### SET TASK
Revise the lines in the stretch from the start through the line containing "M116 30L128 48L137" by changing "top-left corner" to "upper-left corner", leaving everything else as it is. Leave the pictures out of your answer.

-- Start of EXTRACTED DATA --

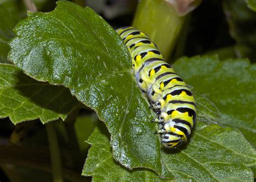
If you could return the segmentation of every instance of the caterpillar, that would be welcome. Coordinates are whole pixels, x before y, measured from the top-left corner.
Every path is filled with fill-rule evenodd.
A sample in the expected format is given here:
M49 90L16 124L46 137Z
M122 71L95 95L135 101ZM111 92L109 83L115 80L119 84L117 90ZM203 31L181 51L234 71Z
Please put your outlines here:
M116 30L128 48L137 84L158 114L161 142L167 148L186 142L194 124L196 106L191 91L167 63L157 45L131 26Z

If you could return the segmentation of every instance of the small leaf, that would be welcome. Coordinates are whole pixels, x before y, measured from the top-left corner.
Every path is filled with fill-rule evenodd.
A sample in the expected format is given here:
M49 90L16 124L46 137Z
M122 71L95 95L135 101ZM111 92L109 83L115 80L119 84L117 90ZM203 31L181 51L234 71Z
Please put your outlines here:
M196 91L204 93L221 111L217 122L239 128L256 146L256 65L247 60L220 62L217 57L183 58L175 70Z
M10 63L7 54L10 50L8 41L14 36L12 29L19 18L14 12L10 12L0 4L0 63Z
M64 120L78 103L63 86L43 83L11 65L0 64L0 117L14 124L39 118L43 123Z

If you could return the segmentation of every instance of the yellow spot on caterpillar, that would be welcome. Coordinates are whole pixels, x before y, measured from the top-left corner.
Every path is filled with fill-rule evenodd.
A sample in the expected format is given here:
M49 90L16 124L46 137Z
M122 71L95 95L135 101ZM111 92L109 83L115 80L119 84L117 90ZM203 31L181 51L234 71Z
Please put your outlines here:
M135 57L135 60L136 61L139 61L140 60L140 59L142 59L142 56L139 54L136 55L136 57Z
M153 52L151 52L151 51L149 51L147 52L147 54L149 54L149 55L154 55L154 53Z
M150 76L152 76L152 75L153 75L155 73L156 73L156 72L154 71L154 69L152 69L150 71Z
M160 89L163 89L164 87L164 82L161 82L161 84L160 84Z
M176 134L177 134L177 135L182 135L183 136L185 136L184 133L182 131L176 131Z

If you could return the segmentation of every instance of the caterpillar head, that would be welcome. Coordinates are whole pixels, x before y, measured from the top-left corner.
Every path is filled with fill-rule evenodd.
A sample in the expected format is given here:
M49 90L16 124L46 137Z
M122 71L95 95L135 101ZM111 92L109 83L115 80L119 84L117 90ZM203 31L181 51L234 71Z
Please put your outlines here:
M165 147L169 149L176 148L183 143L181 137L175 134L164 134L162 135L162 142Z

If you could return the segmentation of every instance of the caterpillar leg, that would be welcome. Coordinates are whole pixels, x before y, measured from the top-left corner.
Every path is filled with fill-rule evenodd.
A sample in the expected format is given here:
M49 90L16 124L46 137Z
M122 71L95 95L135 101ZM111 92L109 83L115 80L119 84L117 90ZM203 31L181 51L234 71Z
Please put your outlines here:
M153 109L154 110L157 110L157 109L160 109L161 108L161 106L159 102L157 102L154 104L152 104L150 106L150 109Z

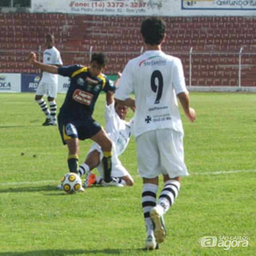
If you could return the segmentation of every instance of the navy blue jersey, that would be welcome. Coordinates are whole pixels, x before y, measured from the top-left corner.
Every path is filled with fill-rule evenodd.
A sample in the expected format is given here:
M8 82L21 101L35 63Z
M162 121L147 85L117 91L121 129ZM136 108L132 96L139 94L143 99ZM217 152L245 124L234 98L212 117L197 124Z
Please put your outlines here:
M113 81L102 74L92 77L88 67L79 65L61 67L58 73L71 78L70 85L59 115L72 119L91 115L94 105L101 91L114 91Z

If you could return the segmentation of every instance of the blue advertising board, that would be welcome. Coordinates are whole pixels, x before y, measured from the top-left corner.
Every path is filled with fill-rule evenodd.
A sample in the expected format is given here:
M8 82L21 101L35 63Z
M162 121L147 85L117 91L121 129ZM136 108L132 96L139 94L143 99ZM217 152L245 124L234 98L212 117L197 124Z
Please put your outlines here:
M39 74L22 74L21 92L35 92L40 77Z

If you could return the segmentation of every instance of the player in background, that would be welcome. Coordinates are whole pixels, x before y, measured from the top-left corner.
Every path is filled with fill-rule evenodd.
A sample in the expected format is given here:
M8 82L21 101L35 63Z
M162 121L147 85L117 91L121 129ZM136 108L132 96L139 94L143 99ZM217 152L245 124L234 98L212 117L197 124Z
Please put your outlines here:
M104 129L92 116L100 92L114 91L113 82L102 74L107 64L106 56L94 53L89 67L73 65L58 67L36 60L34 53L29 56L30 63L46 72L70 78L70 85L58 116L59 130L64 145L69 150L68 164L71 172L78 169L79 140L91 139L101 147L103 152L104 179L105 186L120 184L111 176L112 143Z
M196 116L190 107L180 60L161 50L166 30L161 18L152 17L142 22L140 32L146 51L128 62L115 95L117 102L136 106L134 132L138 172L143 183L142 203L148 249L157 248L163 241L163 215L178 196L181 177L188 175L176 96L190 121ZM135 101L129 96L134 91ZM161 174L164 187L157 201Z
M47 49L44 52L43 62L45 64L60 67L63 65L59 52L54 46L54 37L48 34L46 36L46 45ZM58 75L44 71L38 83L35 93L35 100L46 116L43 124L44 126L56 125L57 105L55 99L58 89ZM47 104L43 98L46 95L50 110Z
M118 73L118 75L120 77L121 74ZM118 80L119 78L116 81L116 86L118 84ZM133 131L133 118L129 122L125 121L129 108L123 104L115 103L113 92L107 93L106 99L105 130L112 140L113 148L112 175L122 186L132 186L133 180L122 164L118 157L124 152L128 145ZM134 109L132 110L135 110ZM92 184L101 185L103 169L101 160L103 157L100 146L95 142L89 149L84 163L79 167L78 174L80 176L84 174L87 175L85 183L85 187ZM97 177L91 171L96 167L101 177Z

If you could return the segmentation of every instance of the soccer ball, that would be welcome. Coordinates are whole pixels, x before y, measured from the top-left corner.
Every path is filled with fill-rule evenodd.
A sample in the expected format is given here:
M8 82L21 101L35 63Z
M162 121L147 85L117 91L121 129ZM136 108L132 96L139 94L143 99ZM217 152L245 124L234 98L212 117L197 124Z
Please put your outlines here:
M82 190L81 178L74 172L69 172L64 175L61 180L61 186L63 190L69 194Z

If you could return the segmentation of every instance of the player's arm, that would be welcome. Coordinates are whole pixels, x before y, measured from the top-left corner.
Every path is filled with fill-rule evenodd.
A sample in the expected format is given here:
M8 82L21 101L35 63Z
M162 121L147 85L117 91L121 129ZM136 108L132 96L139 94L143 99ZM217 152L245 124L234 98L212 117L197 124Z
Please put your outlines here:
M135 111L135 101L133 99L132 99L131 98L128 98L126 99L122 100L115 98L115 100L117 102L123 104L130 108L134 112Z
M58 74L58 67L53 65L44 64L36 60L36 55L34 53L31 52L29 55L29 61L34 67L41 69L43 71L51 73Z
M177 95L186 116L190 122L193 122L196 119L196 114L195 110L189 106L189 96L187 93L180 93Z
M117 74L118 74L118 77L114 82L114 84L116 88L117 88L120 77L122 76L122 73L120 72L118 72ZM114 102L114 92L113 91L109 91L107 92L106 94L106 100L107 102L107 106L109 106Z

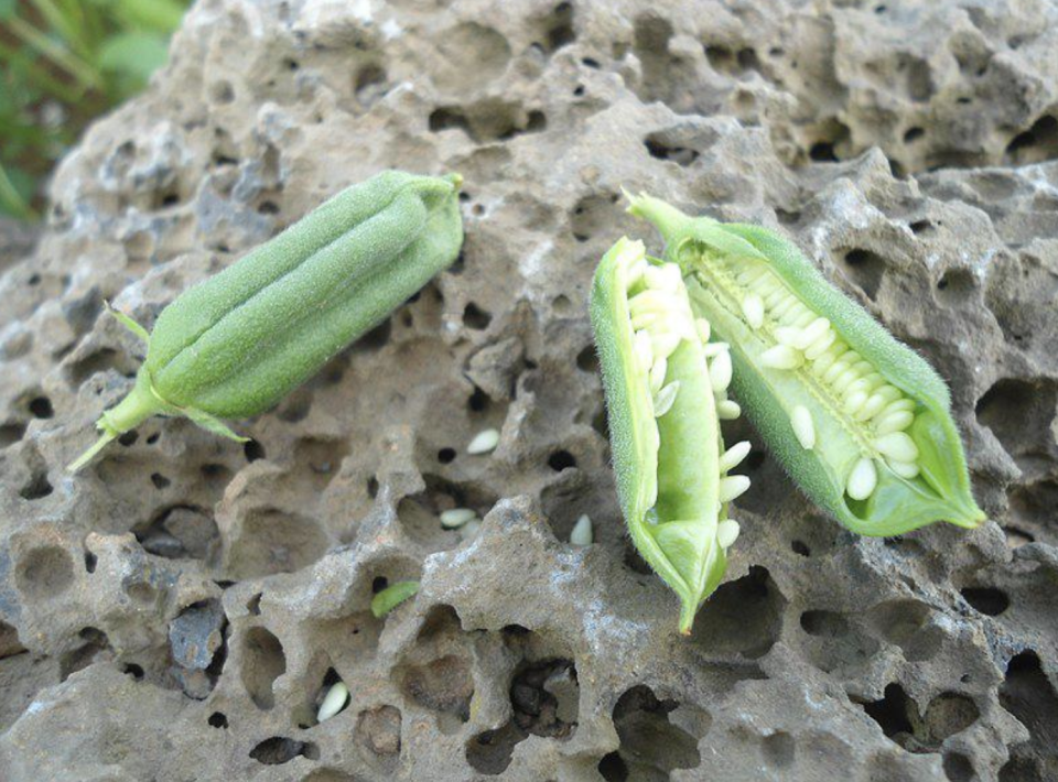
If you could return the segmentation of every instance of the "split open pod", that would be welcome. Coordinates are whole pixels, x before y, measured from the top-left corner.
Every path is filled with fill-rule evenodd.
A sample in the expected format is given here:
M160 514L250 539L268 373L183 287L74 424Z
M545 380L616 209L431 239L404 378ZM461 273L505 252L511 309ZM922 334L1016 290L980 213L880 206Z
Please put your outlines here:
M680 631L720 584L738 524L727 503L749 487L727 475L749 452L725 449L727 346L710 343L680 268L622 239L595 272L592 326L598 349L622 512L644 560L679 596Z
M795 246L646 195L629 211L661 232L695 317L730 345L735 398L809 498L864 535L984 521L944 382Z

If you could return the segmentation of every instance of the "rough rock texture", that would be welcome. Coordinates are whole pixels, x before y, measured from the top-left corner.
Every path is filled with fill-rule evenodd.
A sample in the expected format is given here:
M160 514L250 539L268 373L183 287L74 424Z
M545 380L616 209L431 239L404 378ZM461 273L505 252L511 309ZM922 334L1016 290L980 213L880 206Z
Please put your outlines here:
M1056 48L1045 0L201 0L3 261L0 776L1058 779ZM387 166L463 173L456 265L245 448L155 419L63 471L142 354L104 300L150 324ZM992 521L856 539L755 450L680 638L585 314L657 249L622 185L785 230L927 356Z

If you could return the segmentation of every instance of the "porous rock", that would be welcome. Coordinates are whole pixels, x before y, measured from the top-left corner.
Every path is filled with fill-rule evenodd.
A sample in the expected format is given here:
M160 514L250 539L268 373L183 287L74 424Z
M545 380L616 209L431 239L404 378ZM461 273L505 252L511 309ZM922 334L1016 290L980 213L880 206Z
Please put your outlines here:
M4 779L1054 779L1056 31L1045 0L195 3L0 260ZM105 300L151 325L389 166L463 174L456 264L246 446L154 419L64 471L142 359ZM857 539L757 446L681 638L585 312L615 239L660 249L622 186L785 232L926 356L990 521Z

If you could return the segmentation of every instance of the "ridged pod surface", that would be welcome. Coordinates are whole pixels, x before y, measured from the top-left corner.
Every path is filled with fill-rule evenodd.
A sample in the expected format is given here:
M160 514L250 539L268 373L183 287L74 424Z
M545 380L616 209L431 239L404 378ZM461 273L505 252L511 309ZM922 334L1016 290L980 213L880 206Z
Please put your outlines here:
M749 485L727 476L749 450L724 449L731 361L691 313L679 269L622 239L595 272L592 326L606 392L622 512L644 560L680 598L680 631L720 584L738 524L727 503Z
M99 441L155 414L219 421L264 412L455 260L461 178L382 172L337 194L162 311L132 391L105 412Z
M661 232L693 311L731 346L736 399L809 498L865 535L984 520L944 382L794 245L646 195L629 211Z

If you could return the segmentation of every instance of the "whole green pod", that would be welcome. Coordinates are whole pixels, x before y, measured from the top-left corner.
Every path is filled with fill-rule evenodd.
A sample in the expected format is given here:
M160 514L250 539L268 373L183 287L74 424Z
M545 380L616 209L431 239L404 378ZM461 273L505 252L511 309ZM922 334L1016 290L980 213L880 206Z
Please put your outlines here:
M794 245L646 195L629 211L661 232L692 308L731 345L736 398L809 498L864 535L984 521L943 380Z
M219 419L274 405L455 260L461 182L380 173L185 291L150 335L116 313L147 341L147 360L69 469L155 414L245 439Z
M749 479L728 476L748 443L724 448L726 346L708 343L679 269L622 239L595 271L590 305L622 513L643 558L680 598L680 631L727 568L738 524L727 503Z

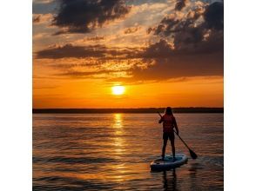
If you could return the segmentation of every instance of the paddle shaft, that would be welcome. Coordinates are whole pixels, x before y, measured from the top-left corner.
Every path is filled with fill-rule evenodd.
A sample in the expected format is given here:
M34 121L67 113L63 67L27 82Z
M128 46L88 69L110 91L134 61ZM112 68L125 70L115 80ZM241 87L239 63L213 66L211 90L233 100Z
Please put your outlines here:
M159 112L158 112L158 115L160 115L160 117L162 117L161 114ZM175 130L173 130L174 133L179 136L179 138L181 140L181 142L185 144L185 146L190 150L189 147L187 146L187 144L183 141L183 139L177 134L177 132Z

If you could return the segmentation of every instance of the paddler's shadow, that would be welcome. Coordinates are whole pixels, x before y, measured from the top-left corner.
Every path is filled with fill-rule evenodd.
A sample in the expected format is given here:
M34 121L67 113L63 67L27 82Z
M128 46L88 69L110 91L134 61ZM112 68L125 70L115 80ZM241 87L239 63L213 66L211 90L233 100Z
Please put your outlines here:
M163 171L164 190L176 190L177 178L175 168Z

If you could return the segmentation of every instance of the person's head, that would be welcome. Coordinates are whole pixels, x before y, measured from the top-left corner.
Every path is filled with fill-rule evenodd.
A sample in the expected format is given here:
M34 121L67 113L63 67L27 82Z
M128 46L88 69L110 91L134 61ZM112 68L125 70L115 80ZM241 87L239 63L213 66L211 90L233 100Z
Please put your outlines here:
M166 115L172 115L172 108L171 107L167 107L166 109L165 109L165 114Z

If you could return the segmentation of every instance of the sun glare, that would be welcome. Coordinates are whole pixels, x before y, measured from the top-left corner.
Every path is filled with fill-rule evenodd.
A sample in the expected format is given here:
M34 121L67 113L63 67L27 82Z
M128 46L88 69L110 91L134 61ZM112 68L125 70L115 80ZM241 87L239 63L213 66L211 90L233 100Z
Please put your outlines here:
M125 93L125 87L117 85L112 87L112 94L113 95L122 95Z

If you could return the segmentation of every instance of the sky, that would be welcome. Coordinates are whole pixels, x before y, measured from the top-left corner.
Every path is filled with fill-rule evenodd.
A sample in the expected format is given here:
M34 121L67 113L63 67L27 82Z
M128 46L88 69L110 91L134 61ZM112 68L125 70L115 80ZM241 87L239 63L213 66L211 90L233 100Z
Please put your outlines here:
M223 107L223 1L33 0L33 108Z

-- End of EXTRACTED DATA --

### RESPONSE FOR THIS EXERCISE
If you could return the segmentation of every instance of the caterpillar, that would be welcome. Coordinates are whole pixels, x before y, measured from the upper-left corner.
Every path is filled with fill-rule evenodd.
A sample in the expected format is given here:
M49 90L16 124L46 137Z
M122 71L95 95L135 101ZM111 92L109 83L115 80L119 84L117 90ZM203 31L181 51L234 71Z
Please put your outlines here:
M116 30L128 48L137 84L158 114L161 142L167 148L186 142L194 124L196 106L191 91L167 63L157 45L131 26Z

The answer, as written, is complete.